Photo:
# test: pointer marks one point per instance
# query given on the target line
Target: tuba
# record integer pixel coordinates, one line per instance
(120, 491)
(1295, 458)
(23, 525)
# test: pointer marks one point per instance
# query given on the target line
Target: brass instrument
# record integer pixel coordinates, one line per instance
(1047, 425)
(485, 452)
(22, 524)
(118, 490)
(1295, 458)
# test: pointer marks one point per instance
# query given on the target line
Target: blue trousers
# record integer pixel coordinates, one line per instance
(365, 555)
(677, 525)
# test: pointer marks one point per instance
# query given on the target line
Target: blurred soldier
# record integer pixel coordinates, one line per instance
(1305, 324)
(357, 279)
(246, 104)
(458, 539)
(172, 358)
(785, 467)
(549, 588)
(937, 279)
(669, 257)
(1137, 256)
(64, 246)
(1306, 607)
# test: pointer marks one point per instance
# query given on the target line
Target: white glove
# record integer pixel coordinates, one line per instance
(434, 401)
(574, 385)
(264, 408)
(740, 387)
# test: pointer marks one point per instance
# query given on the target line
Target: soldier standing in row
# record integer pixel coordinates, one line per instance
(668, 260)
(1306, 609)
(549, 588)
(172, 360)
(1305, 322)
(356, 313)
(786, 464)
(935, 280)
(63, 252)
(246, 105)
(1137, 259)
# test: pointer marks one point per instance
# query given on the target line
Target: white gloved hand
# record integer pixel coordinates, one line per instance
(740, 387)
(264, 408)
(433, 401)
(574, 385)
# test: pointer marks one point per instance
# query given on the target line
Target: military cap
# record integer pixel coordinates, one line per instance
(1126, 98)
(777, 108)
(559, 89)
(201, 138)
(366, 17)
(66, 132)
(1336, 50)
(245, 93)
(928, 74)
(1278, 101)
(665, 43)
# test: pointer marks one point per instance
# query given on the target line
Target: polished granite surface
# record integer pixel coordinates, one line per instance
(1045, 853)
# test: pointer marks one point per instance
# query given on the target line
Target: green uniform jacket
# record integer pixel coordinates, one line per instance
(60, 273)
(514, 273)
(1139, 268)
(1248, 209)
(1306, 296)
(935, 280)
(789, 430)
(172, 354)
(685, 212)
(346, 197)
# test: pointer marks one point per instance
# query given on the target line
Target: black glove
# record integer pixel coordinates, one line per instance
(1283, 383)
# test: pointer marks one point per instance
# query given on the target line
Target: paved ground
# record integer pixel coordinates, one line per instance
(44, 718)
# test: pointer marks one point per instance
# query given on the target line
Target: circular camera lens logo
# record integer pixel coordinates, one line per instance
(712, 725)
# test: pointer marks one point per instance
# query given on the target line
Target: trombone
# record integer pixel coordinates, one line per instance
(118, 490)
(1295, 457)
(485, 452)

··········

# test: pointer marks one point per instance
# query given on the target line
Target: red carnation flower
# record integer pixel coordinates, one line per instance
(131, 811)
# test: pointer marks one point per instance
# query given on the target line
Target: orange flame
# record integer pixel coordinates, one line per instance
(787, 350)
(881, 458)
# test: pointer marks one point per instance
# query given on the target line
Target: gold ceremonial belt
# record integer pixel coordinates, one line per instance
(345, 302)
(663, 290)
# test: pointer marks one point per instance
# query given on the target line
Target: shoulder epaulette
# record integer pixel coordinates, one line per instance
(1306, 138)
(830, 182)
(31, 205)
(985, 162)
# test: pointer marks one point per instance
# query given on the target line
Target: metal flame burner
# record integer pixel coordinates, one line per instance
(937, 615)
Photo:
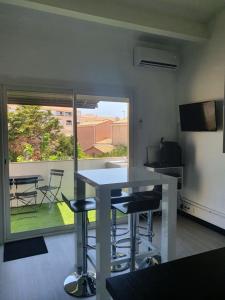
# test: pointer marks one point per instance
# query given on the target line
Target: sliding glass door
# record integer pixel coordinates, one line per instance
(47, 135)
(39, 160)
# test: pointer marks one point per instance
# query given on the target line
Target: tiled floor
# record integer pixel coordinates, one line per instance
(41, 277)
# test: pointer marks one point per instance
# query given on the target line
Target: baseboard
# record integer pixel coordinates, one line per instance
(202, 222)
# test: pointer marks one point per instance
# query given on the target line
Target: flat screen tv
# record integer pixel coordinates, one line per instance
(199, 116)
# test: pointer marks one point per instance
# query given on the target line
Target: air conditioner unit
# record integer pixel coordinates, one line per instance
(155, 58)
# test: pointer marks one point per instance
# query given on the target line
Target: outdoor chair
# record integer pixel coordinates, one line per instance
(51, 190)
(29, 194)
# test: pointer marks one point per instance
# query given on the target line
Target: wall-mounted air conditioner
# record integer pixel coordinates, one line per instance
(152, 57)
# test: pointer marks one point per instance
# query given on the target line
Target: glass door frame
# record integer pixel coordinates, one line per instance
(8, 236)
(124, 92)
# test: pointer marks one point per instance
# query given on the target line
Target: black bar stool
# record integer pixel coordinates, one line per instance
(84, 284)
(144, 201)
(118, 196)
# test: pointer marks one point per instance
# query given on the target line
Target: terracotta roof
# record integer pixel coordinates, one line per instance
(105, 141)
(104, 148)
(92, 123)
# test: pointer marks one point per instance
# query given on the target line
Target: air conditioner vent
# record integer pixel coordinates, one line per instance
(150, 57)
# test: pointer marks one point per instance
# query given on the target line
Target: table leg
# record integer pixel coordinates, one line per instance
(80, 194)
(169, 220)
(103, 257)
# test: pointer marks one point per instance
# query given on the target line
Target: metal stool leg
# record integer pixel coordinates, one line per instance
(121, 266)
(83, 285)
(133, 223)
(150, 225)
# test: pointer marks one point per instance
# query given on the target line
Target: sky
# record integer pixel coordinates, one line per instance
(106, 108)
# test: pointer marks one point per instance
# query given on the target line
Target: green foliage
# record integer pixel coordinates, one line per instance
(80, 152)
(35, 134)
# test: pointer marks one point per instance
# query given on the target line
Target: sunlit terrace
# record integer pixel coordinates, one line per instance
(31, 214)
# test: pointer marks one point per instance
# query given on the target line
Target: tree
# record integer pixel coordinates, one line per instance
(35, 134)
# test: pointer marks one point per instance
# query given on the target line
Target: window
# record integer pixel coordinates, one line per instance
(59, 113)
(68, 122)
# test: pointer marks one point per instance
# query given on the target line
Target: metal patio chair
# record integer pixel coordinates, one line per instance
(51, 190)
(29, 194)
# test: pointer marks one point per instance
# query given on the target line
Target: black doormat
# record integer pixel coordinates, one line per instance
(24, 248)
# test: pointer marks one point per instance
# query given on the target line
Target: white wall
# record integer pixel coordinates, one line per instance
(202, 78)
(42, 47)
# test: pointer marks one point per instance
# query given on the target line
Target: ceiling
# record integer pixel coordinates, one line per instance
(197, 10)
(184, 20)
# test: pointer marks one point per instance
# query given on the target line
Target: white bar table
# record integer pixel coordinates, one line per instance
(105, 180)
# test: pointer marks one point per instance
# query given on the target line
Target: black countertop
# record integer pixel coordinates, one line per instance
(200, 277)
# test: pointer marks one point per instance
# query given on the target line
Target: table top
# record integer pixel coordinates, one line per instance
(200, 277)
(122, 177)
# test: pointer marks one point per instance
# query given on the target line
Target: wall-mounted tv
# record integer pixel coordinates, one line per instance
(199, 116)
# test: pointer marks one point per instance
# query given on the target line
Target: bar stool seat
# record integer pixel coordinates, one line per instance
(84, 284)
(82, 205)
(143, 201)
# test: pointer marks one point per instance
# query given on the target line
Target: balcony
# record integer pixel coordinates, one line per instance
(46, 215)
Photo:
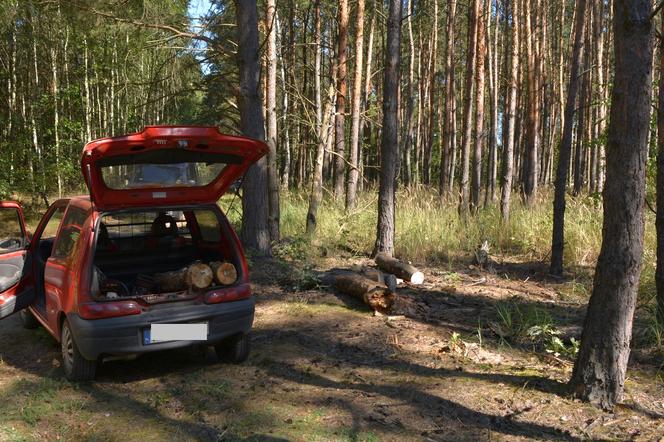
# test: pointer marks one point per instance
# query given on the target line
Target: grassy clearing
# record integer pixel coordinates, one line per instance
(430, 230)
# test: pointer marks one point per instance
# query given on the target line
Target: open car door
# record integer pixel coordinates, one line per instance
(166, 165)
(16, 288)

··········

Which lines in the data above contain "glass"? Show each one.

Target: sliding glass door
Target: glass door frame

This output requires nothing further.